> [Problem] Reproduce every line of the following material word for word.

■ ■ ■ ■ ■

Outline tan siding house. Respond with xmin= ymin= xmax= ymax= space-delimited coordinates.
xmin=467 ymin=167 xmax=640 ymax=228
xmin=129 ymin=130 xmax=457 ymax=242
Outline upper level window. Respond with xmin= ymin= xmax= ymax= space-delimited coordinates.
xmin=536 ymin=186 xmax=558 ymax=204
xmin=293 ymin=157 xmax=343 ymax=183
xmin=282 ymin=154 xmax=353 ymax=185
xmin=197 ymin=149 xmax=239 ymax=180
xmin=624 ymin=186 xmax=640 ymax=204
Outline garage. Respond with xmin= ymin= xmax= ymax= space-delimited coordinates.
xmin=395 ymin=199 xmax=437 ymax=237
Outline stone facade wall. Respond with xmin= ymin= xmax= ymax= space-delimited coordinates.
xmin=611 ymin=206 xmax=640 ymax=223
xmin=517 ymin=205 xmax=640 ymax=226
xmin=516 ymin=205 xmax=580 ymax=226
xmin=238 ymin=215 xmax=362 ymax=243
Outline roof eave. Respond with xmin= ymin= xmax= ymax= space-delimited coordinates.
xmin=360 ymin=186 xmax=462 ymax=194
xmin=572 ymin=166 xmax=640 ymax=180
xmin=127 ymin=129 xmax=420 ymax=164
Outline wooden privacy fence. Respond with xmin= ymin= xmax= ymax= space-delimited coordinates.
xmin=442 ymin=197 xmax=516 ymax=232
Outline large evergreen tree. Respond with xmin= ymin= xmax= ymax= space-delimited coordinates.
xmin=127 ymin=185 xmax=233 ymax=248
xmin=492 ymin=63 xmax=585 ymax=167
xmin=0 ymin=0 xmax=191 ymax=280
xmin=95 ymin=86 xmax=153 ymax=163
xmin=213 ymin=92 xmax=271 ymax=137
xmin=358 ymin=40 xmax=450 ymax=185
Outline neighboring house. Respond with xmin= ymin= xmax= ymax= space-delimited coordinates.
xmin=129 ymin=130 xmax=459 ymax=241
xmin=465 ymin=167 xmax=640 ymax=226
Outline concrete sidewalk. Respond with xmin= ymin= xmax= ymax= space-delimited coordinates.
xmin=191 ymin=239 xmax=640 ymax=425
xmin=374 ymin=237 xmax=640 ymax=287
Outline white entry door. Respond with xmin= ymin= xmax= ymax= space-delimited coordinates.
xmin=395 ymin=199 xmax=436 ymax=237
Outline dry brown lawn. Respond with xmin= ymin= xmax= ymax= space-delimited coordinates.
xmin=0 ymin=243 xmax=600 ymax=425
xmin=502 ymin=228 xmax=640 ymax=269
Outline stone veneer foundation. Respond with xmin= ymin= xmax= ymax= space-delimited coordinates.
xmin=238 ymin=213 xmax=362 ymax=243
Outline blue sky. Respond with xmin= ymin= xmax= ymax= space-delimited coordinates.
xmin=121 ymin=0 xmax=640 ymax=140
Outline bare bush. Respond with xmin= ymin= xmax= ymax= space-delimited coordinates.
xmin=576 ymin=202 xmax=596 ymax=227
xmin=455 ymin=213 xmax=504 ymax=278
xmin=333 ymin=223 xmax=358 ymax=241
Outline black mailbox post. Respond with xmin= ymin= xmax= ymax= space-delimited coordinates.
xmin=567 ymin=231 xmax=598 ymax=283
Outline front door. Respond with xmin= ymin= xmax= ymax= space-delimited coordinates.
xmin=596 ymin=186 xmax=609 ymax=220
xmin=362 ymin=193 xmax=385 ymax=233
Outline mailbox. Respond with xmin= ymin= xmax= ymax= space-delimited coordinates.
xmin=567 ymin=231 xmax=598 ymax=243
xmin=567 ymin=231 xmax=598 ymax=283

■ ■ ■ ■ ■

> [Answer below]
Outline tan siding house. Respond with xmin= ymin= xmax= ymax= space-delimited coordinates.
xmin=467 ymin=167 xmax=640 ymax=228
xmin=129 ymin=130 xmax=457 ymax=242
Outline upper level window. Respond with xmin= ymin= xmax= ymax= space-delimited coordinates.
xmin=536 ymin=186 xmax=558 ymax=204
xmin=293 ymin=157 xmax=343 ymax=183
xmin=282 ymin=154 xmax=353 ymax=185
xmin=197 ymin=149 xmax=239 ymax=180
xmin=624 ymin=186 xmax=640 ymax=204
Outline garage. Respond with xmin= ymin= xmax= ymax= space-delimited coordinates.
xmin=395 ymin=199 xmax=437 ymax=237
Outline stone facade wall. Respond with xmin= ymin= xmax= ymax= space-delimited coordinates.
xmin=611 ymin=206 xmax=640 ymax=223
xmin=517 ymin=205 xmax=640 ymax=226
xmin=516 ymin=205 xmax=580 ymax=226
xmin=238 ymin=215 xmax=362 ymax=243
Outline roof eave. Respond with xmin= ymin= xmax= ymax= space-delimited coordinates.
xmin=360 ymin=186 xmax=462 ymax=194
xmin=572 ymin=166 xmax=640 ymax=180
xmin=127 ymin=129 xmax=420 ymax=164
Outline wooden privacy fence. Respond with xmin= ymin= xmax= ymax= space-delimited coordinates.
xmin=442 ymin=197 xmax=516 ymax=232
Outline large evergreen tree. Respond with xmin= ymin= xmax= ymax= space-delimited coordinates.
xmin=127 ymin=185 xmax=233 ymax=248
xmin=492 ymin=63 xmax=585 ymax=167
xmin=0 ymin=0 xmax=191 ymax=280
xmin=95 ymin=86 xmax=153 ymax=163
xmin=213 ymin=92 xmax=271 ymax=137
xmin=358 ymin=40 xmax=450 ymax=185
Outline neighboring house. Respond with xmin= ymin= xmax= ymax= space-delimited coordinates.
xmin=129 ymin=130 xmax=459 ymax=241
xmin=465 ymin=167 xmax=640 ymax=226
Outline concrete sidewalk. Respond with xmin= ymin= xmax= ymax= space-delimited coordinates.
xmin=191 ymin=239 xmax=640 ymax=425
xmin=374 ymin=237 xmax=640 ymax=287
Outline white entry door. Respond with xmin= ymin= xmax= ymax= space-delimited coordinates.
xmin=395 ymin=199 xmax=436 ymax=237
Outline dry brown lawn. Respond with xmin= ymin= xmax= ymax= space-delimited coordinates.
xmin=0 ymin=243 xmax=600 ymax=425
xmin=502 ymin=228 xmax=640 ymax=269
Outline stone veneer foundation. Respond with xmin= ymin= xmax= ymax= space-delimited coordinates.
xmin=238 ymin=213 xmax=362 ymax=243
Outline blue sky. Respond with xmin= ymin= xmax= ymax= space-delimited coordinates.
xmin=121 ymin=0 xmax=640 ymax=140
Outline bare bush. Respond with xmin= ymin= xmax= ymax= space-delimited coordinates.
xmin=576 ymin=202 xmax=596 ymax=227
xmin=455 ymin=213 xmax=504 ymax=278
xmin=333 ymin=223 xmax=358 ymax=241
Outline black mailbox post. Respond with xmin= ymin= xmax= ymax= space-delimited coordinates.
xmin=567 ymin=231 xmax=598 ymax=283
Outline front door. Respond with xmin= ymin= xmax= ymax= space-delimited coordinates.
xmin=596 ymin=186 xmax=609 ymax=220
xmin=362 ymin=193 xmax=385 ymax=233
Outline mailbox. Respond with xmin= ymin= xmax= ymax= space-delimited coordinates.
xmin=567 ymin=231 xmax=598 ymax=243
xmin=567 ymin=231 xmax=598 ymax=283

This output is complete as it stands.